= Stated goal =
Recast the lines that run from the one containing "Subject = reed reflection in water" through the one containing "xmin=254 ymin=143 xmax=262 ymax=153", both included, as a JSON list of strings with one string per line and blank lines omitted.
═══ Dataset extract
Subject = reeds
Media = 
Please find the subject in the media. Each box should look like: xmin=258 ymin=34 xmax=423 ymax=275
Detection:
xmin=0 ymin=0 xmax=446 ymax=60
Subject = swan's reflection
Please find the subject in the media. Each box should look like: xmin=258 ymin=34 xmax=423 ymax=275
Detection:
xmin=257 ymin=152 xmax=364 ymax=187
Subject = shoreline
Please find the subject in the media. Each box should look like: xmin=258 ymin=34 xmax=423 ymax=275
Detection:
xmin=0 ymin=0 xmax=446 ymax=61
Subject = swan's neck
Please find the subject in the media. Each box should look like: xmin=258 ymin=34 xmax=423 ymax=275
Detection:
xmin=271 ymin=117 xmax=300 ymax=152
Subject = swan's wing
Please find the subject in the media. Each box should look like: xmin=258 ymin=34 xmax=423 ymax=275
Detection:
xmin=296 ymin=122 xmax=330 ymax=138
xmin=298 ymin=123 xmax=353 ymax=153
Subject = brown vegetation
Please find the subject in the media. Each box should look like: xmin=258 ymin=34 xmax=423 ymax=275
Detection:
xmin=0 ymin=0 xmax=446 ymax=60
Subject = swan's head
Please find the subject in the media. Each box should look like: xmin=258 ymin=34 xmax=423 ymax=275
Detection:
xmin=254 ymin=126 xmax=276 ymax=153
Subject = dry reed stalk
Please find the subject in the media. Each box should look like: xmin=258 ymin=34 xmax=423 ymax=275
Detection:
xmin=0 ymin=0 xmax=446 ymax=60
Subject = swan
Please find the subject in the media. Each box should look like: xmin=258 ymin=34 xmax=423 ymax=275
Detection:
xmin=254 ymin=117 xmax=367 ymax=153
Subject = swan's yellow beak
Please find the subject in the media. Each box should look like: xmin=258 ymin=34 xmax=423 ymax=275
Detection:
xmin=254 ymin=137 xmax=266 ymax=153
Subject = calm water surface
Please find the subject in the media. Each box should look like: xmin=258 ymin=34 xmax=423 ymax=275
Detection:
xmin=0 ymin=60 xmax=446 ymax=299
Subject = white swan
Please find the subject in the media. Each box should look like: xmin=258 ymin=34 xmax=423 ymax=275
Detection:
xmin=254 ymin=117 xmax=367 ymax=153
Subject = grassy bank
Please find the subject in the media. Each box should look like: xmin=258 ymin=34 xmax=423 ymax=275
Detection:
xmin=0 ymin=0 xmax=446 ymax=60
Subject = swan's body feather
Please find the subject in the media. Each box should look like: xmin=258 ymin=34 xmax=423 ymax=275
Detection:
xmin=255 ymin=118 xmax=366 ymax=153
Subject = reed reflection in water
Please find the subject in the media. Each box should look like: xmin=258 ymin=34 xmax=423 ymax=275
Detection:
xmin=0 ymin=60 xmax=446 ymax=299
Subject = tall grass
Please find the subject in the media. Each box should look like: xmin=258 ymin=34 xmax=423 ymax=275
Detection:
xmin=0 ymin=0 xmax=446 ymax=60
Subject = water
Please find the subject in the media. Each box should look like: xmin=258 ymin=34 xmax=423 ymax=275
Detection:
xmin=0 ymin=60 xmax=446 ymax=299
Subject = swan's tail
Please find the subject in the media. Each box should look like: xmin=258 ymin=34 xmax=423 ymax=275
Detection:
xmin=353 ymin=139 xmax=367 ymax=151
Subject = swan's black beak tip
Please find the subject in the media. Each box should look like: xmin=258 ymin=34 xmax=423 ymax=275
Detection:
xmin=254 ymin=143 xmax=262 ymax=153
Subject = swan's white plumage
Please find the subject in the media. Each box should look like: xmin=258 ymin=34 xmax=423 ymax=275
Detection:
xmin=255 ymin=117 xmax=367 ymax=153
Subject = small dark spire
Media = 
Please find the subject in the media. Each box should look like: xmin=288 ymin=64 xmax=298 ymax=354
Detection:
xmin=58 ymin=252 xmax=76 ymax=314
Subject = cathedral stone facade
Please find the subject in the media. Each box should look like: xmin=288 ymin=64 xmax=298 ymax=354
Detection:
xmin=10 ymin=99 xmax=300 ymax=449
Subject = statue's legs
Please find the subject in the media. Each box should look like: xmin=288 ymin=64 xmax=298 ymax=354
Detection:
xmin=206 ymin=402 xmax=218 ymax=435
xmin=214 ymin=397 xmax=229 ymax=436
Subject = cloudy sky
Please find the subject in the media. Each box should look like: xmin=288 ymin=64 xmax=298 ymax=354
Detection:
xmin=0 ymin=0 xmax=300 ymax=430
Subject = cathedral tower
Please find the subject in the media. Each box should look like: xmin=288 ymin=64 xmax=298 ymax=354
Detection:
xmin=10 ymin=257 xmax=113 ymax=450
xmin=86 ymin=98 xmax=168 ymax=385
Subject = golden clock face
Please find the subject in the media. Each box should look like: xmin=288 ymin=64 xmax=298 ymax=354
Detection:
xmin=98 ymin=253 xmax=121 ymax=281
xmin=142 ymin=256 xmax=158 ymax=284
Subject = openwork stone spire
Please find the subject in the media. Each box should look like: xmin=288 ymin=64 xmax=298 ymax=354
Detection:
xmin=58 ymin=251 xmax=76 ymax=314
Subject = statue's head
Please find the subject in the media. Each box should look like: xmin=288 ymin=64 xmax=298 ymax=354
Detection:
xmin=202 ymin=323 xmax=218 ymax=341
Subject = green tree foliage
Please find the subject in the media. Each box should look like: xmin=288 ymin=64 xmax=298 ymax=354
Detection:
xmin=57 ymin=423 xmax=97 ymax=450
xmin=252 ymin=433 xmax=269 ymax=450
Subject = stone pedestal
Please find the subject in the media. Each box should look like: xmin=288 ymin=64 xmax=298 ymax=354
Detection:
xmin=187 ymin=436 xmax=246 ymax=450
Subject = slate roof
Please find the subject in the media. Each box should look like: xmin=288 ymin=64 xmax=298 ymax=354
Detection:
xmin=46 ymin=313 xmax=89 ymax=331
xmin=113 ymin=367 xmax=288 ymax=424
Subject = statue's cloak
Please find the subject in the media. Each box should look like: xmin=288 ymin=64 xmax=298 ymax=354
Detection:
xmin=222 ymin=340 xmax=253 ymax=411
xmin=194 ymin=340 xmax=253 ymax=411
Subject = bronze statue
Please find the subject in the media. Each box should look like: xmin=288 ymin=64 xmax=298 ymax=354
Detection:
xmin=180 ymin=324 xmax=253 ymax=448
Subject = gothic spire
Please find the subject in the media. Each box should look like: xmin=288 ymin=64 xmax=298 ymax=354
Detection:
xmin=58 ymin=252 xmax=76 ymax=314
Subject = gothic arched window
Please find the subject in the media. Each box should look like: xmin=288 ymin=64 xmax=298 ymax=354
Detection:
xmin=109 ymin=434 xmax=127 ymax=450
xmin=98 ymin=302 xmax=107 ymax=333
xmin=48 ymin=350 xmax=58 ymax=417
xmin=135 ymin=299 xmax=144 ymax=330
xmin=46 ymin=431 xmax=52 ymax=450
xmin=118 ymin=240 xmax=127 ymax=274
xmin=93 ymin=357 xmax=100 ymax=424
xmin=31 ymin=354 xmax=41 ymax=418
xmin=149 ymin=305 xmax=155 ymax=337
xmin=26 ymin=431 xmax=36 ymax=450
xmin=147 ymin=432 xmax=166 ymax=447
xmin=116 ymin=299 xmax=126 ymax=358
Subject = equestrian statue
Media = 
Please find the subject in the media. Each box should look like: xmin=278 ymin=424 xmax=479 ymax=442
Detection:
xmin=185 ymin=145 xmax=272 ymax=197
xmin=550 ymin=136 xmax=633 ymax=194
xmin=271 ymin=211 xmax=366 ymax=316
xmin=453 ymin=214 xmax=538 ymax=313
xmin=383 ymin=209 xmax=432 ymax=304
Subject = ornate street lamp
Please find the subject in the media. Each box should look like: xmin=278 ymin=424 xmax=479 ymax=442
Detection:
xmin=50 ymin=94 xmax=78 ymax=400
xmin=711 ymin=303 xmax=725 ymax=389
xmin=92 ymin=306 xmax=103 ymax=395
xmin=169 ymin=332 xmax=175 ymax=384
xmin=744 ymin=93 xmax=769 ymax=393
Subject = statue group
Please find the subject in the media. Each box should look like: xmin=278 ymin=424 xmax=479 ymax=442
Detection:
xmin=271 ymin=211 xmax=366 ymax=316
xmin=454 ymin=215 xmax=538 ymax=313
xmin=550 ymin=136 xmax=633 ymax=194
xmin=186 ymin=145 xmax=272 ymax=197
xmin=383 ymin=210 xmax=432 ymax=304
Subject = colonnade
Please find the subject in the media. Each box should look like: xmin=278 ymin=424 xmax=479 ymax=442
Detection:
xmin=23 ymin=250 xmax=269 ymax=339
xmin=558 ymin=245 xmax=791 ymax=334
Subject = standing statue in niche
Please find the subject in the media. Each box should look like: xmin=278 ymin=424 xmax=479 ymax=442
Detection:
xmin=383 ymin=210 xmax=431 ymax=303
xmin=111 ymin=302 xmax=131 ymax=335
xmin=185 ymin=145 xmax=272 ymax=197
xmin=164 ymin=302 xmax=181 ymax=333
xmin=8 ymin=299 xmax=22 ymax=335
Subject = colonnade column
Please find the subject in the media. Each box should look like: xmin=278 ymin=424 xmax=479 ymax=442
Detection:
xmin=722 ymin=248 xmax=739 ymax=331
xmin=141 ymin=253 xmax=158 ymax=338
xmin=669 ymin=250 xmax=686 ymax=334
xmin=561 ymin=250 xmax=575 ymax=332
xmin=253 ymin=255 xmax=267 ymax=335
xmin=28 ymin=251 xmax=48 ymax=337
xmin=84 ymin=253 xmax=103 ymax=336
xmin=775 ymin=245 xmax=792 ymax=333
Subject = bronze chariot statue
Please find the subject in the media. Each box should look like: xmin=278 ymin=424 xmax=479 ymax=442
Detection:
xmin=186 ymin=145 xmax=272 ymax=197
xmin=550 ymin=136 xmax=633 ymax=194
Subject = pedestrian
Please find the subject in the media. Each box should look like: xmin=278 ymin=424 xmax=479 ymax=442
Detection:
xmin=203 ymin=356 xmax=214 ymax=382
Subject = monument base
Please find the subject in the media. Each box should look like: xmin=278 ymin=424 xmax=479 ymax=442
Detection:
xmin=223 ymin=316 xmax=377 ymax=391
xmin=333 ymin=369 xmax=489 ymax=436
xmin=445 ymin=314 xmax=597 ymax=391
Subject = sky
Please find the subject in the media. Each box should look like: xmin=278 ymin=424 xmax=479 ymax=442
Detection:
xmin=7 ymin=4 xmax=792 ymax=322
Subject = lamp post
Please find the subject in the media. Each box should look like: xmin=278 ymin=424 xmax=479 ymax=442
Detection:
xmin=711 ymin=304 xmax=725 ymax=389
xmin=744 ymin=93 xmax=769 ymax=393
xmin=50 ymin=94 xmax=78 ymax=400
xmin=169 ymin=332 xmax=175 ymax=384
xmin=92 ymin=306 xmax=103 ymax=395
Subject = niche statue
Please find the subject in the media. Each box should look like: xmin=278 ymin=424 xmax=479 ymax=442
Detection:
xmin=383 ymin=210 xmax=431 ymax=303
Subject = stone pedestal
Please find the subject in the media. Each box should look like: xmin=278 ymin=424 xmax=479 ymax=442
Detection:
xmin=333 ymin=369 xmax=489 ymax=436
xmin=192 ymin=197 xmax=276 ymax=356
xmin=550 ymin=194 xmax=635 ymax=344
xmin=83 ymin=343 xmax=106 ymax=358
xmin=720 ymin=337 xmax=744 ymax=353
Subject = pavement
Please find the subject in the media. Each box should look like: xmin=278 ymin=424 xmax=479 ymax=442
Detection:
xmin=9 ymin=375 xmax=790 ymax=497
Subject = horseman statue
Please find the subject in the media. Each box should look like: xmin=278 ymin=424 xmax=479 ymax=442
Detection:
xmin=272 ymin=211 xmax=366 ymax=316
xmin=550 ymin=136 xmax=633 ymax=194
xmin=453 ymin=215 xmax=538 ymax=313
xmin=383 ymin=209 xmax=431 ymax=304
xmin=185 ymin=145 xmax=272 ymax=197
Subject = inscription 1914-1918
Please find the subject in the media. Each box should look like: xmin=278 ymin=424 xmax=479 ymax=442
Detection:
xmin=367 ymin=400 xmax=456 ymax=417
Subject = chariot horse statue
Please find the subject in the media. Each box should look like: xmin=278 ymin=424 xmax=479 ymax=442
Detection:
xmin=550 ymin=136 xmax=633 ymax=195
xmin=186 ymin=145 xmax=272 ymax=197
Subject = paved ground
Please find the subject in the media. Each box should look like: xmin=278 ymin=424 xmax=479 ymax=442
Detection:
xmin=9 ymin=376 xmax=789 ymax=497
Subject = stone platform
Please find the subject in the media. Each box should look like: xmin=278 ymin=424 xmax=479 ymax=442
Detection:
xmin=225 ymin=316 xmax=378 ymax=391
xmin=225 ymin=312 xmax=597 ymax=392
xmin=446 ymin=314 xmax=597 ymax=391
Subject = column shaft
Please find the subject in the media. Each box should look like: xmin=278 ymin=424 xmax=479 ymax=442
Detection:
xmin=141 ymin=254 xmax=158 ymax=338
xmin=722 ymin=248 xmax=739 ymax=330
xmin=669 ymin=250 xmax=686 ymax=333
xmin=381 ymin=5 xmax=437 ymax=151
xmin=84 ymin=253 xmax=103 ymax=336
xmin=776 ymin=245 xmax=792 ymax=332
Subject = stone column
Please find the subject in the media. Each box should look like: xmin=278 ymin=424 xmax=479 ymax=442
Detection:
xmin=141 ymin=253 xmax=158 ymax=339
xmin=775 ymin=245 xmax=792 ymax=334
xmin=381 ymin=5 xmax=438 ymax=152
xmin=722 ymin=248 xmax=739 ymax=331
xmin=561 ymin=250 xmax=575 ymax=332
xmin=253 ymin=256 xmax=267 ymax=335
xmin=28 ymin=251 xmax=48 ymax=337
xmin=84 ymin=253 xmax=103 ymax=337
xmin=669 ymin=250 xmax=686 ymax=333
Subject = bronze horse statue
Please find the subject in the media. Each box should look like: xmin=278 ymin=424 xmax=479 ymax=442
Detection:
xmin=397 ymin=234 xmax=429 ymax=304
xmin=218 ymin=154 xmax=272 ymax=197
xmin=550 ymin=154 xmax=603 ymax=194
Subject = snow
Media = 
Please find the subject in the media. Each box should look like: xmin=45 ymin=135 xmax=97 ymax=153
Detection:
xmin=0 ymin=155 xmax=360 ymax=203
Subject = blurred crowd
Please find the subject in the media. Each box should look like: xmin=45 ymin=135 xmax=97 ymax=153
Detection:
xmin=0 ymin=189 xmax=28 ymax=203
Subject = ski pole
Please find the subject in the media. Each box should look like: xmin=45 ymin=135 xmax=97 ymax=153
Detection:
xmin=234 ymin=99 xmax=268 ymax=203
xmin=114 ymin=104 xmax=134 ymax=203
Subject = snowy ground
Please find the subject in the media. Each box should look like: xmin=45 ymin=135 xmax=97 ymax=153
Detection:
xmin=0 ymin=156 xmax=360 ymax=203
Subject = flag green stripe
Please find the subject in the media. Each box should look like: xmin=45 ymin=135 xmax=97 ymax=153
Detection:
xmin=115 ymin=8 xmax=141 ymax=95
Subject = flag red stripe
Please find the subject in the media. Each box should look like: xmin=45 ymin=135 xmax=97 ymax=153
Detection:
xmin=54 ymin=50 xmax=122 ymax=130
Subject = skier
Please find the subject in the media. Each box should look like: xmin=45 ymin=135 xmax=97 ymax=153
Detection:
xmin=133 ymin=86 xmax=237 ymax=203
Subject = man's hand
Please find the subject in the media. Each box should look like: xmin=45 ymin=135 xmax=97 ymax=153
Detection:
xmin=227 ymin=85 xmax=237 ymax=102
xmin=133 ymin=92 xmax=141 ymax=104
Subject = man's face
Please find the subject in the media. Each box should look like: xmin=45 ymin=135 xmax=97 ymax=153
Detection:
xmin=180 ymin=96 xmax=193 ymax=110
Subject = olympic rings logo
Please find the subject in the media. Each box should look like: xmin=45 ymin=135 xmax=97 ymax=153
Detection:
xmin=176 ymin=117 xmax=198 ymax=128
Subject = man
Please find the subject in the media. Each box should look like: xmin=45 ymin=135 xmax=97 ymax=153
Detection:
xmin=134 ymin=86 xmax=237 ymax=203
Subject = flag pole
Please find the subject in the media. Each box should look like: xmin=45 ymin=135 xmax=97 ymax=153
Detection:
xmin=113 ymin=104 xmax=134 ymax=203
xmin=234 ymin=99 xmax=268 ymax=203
══════
= Finished exercise =
[
  "Subject = reed reflection in water",
  "Please find the subject in the media. Each box should look like: xmin=258 ymin=34 xmax=423 ymax=275",
  "Detection:",
  "xmin=0 ymin=60 xmax=446 ymax=299",
  "Subject = tall grass",
  "Please find the subject in the media. Each box should look like: xmin=258 ymin=34 xmax=423 ymax=275",
  "Detection:",
  "xmin=0 ymin=0 xmax=446 ymax=60",
  "Subject = water",
  "Please find the subject in the media. Each box should look like: xmin=258 ymin=34 xmax=423 ymax=275",
  "Detection:",
  "xmin=0 ymin=60 xmax=446 ymax=299",
  "Subject = swan's tail",
  "Please find the subject in the media. Each box should look like: xmin=258 ymin=34 xmax=423 ymax=275",
  "Detection:",
  "xmin=353 ymin=139 xmax=367 ymax=151",
  "Subject = swan's black beak tip",
  "Please find the subject in the media. Each box should look like: xmin=258 ymin=34 xmax=423 ymax=275",
  "Detection:",
  "xmin=254 ymin=143 xmax=262 ymax=153"
]